What to do - Update the rows running from the line containing "In this photo, each instance of the mountain" down to the one containing "In this photo, each instance of the cloud", both included, changing "mountain" to "peak" and keeping all else unchanged. Give back only those rows.

Items -
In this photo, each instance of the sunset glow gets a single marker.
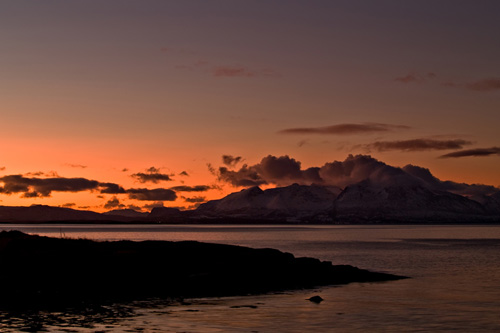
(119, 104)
--
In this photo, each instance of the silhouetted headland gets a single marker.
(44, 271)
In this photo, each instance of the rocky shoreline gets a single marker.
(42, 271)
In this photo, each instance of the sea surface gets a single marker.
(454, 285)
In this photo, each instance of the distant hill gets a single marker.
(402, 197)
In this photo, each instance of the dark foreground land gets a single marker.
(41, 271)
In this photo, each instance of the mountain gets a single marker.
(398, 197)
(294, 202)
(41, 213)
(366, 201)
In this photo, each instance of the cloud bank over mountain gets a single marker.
==
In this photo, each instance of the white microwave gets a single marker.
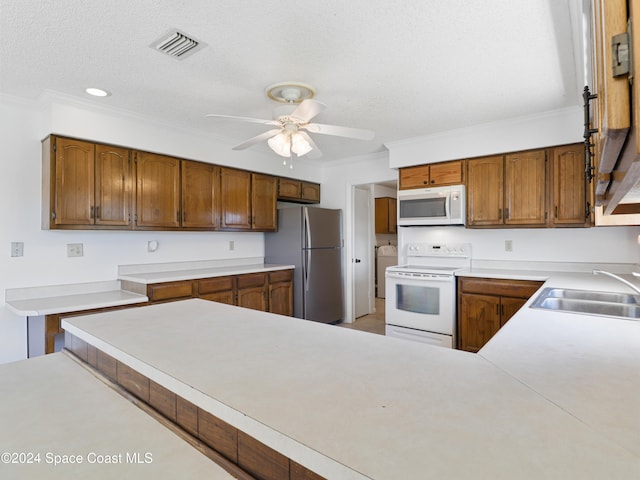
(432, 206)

Full solution -
In this photo, each instance of the peak gets a single marker.
(398, 197)
(294, 202)
(41, 213)
(366, 201)
In this photo, each instance of the cloud bank over peak gets a single marker.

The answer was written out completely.